- _TRECHO FORNECIDO_:
Esta solidão vem quando a mente se liberta dos pensamentos. Havendo influência do desejo ou das coisas que a mente persegue no futuro ou no passado, não há solidão. Essa solidão só vem na imensidão do presente. Aí então, na quietude do recolhimento em que cessa toda comunicação, em que não há o observador com suas ansiedades, com seus tolos apetites e problemas - só então, na quietude da solidão, a meditação torna-se algo que não pode ser colocado em palavras. A meditação é então um eterno movimento.

Não sei se já meditaram antes, se já estiveram a sós, por si mesmos, afastados de todas as coisas, de toda pessoa, de todo pensamento e busca, se já estiveram completamente sozinhos - não isolados ou refugiados em algum sonho fantasioso ou visão - mas afastados, de modo a não haver coisa alguma reconhecível em vocês, nada que se possa tocar com o pensamento ou sentimento, tão afastados que nessa

total solidão o próprio silêncio se torna a única flor, a única luz, aquela qualidade eterna que não pode ser medida pelo pensamento.

- _MATERIAL REUNIDO_:
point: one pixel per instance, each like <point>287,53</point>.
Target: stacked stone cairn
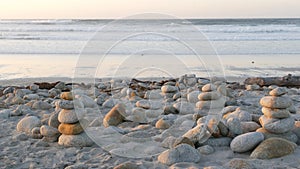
<point>72,122</point>
<point>277,121</point>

- _O QUE FAZER_:
A – Reescreva em forma de lista, de modo mais breve, o parágrafo do trecho sobre meditação e solidão que começa com "Esta solidão vem quando", mantendo seus fatos principais.
B – Liste tudo aquilo que, segundo o trecho sobre meditação e solidão, o próprio silêncio se torna na total solidão.
C – Apresente a continuação do trecho sobre meditação e solidão, começando logo após a última frase dele.

- _TAREFAS RESOLVIDAS_:
A –
- A solidão surge quando a mente se liberta dos pensamentos.
- Não há solidão se houver influência do desejo ou do que a mente persegue no futuro ou no passado.
- Essa solidão só vem na imensidão do presente.
- Na quietude do recolhimento, sem comunicação e sem o observador com suas ansiedades, apetites e problemas, a meditação torna-se algo que não pode ser colocado em palavras.
- A meditação passa então a ser um eterno movimento.

B –
- a única flor
- a única luz
- aquela qualidade eterna que não pode ser medida pelo pensamento

C –
Somente em tal meditação o amor tem seu ser. Não se dê ao trabalho de tentar exprimi-lo: ele se exprimirá por si. Não o utilize. Não tente pô-lo em ação: ele agirá e, ao agir não haverá arrependimento ou contradição, nenhuma infelicidade ou labuta própria do homem.

Portanto, meditem a sós. Percam-se. E não tentem lembrar por onde andaram. Se tentarem lembrar, então será algo morto. E se se apegarem à sua lembrança, então, nunca mais estarão de novo a sós. Portanto, meditem na solidão sem fim, na beleza desse amor, nessa inocência, no novo - então terá lugar a bem-aventurança que não se acaba.

O céu estava muito azul, daquele azul que vem depois da chuva, daquelas chuvas que vêm depois de muitos meses de seca. Depois da chuva os céus estavam límpidos, os montes regozijantes e a terra silenciosa. Cada folha tinha sobre si a luz do sol e sentia-se a terra bem próxima. Portanto, meditem no mais secreto recesso de seu coração e de sua mente, onde nunca estiveram antes.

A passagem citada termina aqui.